THE RECORDS —
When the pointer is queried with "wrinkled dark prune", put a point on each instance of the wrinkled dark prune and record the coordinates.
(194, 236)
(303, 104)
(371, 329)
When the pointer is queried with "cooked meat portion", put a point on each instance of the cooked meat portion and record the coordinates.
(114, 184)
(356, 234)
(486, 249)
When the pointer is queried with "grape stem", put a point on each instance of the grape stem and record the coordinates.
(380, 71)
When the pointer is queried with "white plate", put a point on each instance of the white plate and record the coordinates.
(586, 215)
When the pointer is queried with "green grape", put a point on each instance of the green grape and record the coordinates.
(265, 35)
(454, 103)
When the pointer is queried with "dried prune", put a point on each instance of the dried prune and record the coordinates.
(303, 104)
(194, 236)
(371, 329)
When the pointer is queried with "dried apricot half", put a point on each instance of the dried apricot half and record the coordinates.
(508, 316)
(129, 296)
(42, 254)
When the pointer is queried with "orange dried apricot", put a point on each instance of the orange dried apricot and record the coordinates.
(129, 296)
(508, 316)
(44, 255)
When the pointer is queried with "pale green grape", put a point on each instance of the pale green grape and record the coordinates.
* * *
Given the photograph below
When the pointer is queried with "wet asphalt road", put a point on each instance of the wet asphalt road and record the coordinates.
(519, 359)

TO DO — What is needed is a verbatim copy of every line in the records above from the one containing "half and record the coordinates." down to the one containing "pale green grape and record the coordinates.", both included, and nothing more.

EXERCISE ANSWER —
When the pointer is queried with "dried apricot half", put a point on each instance of the dried apricot half and record the coordinates.
(508, 316)
(129, 296)
(42, 254)
When the pointer is queried with "orange dried apricot", put a point on each instance of the orange dried apricot and record the coordinates.
(129, 296)
(508, 316)
(44, 255)
When the pointer is queried with "pale green grape", put a point on each instance of the pale green grape and record the coordinates.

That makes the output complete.